#### [REQUIRED ACTION]
Start at the line below containing "Localize the small" and stop at the line containing "Localize the stone farmhouse". Repeat every line of that stretch exactly, and nothing outside it.

#### [WORKING DATA]
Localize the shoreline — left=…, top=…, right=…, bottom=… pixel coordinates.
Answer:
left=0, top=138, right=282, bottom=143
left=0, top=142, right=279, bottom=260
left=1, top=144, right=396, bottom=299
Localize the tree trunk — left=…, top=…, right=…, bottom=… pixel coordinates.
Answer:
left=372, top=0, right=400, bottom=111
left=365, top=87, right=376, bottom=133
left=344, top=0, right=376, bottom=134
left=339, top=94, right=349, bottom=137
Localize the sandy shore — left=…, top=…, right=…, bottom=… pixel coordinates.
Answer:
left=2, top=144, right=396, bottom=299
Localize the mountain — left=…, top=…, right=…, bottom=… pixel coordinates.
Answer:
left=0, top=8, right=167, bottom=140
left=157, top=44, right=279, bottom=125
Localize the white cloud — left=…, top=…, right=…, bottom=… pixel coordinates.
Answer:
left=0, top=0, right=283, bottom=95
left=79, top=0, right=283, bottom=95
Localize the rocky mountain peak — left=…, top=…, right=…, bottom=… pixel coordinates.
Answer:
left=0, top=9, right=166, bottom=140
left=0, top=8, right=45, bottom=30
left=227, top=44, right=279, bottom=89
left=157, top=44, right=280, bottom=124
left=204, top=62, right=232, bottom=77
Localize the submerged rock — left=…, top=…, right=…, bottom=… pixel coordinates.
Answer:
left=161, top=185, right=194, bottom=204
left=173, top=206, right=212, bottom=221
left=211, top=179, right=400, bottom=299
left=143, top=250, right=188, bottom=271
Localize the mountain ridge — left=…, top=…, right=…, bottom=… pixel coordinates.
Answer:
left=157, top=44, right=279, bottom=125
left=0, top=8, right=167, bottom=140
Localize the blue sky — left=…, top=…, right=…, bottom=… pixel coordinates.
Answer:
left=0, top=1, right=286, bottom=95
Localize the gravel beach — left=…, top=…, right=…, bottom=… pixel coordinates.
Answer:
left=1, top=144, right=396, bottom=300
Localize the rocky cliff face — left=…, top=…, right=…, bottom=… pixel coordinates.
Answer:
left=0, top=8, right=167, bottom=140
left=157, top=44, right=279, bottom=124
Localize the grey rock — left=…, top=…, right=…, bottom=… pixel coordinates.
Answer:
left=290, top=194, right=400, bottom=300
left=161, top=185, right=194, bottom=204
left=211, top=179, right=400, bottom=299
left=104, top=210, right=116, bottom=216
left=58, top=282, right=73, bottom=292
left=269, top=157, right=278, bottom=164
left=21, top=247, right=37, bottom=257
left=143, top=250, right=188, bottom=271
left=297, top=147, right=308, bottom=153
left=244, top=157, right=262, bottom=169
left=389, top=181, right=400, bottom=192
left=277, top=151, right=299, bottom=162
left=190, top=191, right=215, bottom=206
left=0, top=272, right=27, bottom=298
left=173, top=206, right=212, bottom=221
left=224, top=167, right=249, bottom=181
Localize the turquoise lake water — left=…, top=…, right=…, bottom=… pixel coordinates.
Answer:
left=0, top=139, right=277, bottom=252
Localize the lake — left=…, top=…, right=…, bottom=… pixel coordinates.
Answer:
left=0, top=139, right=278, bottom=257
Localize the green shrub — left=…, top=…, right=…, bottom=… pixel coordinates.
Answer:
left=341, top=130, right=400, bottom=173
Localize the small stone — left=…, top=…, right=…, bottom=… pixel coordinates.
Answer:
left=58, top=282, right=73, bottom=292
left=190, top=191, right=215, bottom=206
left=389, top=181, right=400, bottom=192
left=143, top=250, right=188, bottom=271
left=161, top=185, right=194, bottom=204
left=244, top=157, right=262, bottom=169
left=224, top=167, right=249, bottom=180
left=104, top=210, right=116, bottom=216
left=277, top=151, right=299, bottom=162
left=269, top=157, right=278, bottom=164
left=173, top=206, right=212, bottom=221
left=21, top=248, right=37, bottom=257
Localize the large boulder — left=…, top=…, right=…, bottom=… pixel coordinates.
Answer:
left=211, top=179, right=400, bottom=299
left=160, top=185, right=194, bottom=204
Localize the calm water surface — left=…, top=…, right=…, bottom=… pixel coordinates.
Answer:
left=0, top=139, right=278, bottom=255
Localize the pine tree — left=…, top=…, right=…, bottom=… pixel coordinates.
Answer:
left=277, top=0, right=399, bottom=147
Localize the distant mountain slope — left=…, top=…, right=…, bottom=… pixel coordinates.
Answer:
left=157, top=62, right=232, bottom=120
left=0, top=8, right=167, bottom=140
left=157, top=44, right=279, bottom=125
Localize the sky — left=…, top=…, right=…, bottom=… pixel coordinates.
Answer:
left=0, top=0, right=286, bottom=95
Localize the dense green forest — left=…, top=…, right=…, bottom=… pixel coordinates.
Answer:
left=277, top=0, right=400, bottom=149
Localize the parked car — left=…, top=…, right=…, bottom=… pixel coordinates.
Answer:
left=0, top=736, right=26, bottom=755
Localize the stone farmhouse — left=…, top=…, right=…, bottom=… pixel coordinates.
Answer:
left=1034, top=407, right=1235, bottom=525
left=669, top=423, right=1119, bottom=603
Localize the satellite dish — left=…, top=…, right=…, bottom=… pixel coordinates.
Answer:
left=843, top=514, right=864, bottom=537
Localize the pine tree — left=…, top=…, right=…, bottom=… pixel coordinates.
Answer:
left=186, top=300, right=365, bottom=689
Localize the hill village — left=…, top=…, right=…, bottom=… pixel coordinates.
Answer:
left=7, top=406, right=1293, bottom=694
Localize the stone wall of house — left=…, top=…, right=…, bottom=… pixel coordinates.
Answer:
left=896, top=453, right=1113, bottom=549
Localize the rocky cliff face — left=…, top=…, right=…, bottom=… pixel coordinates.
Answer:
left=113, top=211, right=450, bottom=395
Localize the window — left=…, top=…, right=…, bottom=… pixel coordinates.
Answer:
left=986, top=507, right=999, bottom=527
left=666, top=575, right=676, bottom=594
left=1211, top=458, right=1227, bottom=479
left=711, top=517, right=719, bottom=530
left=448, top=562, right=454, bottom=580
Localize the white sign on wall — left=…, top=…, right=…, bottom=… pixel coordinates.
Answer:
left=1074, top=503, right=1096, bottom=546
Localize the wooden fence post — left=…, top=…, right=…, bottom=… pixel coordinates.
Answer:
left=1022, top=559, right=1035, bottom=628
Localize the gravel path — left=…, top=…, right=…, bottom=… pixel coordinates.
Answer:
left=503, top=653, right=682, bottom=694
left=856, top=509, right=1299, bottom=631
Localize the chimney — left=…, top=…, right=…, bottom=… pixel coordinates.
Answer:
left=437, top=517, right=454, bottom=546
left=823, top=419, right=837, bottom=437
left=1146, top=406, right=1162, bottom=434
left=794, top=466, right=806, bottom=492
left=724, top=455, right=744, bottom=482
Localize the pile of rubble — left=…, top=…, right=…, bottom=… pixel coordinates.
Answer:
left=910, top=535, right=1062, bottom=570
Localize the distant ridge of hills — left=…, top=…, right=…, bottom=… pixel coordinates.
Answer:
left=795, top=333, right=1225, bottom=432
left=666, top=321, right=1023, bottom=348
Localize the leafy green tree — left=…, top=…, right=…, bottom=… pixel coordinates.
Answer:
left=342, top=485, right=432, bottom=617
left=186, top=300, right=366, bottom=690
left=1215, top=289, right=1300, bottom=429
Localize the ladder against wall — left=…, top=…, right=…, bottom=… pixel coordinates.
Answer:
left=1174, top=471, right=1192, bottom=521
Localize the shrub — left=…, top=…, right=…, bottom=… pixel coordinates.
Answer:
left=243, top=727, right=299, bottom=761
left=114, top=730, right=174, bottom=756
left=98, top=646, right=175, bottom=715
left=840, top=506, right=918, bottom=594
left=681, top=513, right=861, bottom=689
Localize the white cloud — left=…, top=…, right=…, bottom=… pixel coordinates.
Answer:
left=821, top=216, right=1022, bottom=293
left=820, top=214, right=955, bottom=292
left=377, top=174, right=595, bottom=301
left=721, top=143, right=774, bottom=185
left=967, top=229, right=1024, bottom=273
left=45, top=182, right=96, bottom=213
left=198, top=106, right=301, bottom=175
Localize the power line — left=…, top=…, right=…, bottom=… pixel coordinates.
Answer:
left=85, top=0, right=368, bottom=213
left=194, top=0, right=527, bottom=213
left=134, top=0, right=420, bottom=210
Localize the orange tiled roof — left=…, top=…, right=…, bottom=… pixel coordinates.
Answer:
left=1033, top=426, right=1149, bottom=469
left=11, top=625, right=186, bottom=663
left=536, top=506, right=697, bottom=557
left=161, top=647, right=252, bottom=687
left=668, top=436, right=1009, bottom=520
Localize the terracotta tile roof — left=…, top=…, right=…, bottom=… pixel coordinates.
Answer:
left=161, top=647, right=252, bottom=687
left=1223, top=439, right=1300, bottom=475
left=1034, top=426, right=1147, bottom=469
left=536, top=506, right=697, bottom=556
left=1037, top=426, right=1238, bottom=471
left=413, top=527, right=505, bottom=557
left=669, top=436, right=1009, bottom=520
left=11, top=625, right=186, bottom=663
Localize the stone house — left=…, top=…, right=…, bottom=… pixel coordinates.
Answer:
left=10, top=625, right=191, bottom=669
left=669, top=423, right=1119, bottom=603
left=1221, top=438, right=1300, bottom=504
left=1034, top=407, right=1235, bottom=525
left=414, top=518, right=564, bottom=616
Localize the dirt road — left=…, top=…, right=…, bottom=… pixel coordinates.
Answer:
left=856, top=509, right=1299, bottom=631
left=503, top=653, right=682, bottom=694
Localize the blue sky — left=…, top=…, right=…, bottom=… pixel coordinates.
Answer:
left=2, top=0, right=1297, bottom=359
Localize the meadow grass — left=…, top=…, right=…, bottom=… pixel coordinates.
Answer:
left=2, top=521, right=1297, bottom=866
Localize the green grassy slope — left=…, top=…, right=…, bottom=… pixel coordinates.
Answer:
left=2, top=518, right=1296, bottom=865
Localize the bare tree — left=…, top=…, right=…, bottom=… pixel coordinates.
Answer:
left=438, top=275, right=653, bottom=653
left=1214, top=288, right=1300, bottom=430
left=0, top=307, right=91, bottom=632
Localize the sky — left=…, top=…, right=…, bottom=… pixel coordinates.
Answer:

#### [RESPONSE TO THIS EXERCISE]
Localize the small stone — left=…, top=…, right=…, bottom=… pixel coordinates.
Answer:
left=58, top=282, right=73, bottom=292
left=190, top=191, right=215, bottom=206
left=389, top=181, right=400, bottom=192
left=143, top=250, right=188, bottom=271
left=161, top=185, right=194, bottom=204
left=244, top=157, right=262, bottom=169
left=224, top=167, right=249, bottom=180
left=104, top=210, right=116, bottom=216
left=277, top=151, right=299, bottom=162
left=269, top=157, right=278, bottom=164
left=173, top=206, right=212, bottom=221
left=21, top=248, right=37, bottom=257
Localize the large boulder — left=…, top=…, right=…, bottom=… pixel coordinates.
Answer:
left=211, top=179, right=400, bottom=299
left=160, top=185, right=194, bottom=204
Localize the calm water surface — left=…, top=…, right=…, bottom=… pixel coordinates.
Answer:
left=0, top=139, right=278, bottom=255
Localize the pine tree — left=…, top=…, right=…, bottom=… pixel coordinates.
Answer:
left=277, top=0, right=399, bottom=147
Localize the distant mountain slope — left=…, top=…, right=…, bottom=… pixel coordinates.
Answer:
left=157, top=62, right=232, bottom=120
left=0, top=8, right=167, bottom=140
left=157, top=44, right=279, bottom=125
Localize the sky — left=…, top=…, right=…, bottom=… pixel coordinates.
Answer:
left=0, top=0, right=286, bottom=95
Localize the dense green forest — left=…, top=…, right=…, bottom=… pixel coordinates.
Answer:
left=277, top=0, right=400, bottom=149
Localize the parked car — left=…, top=…, right=…, bottom=… pixel coordinates.
Answer:
left=0, top=736, right=26, bottom=755
Localize the stone farmhouse — left=…, top=…, right=…, bottom=… pixel coordinates.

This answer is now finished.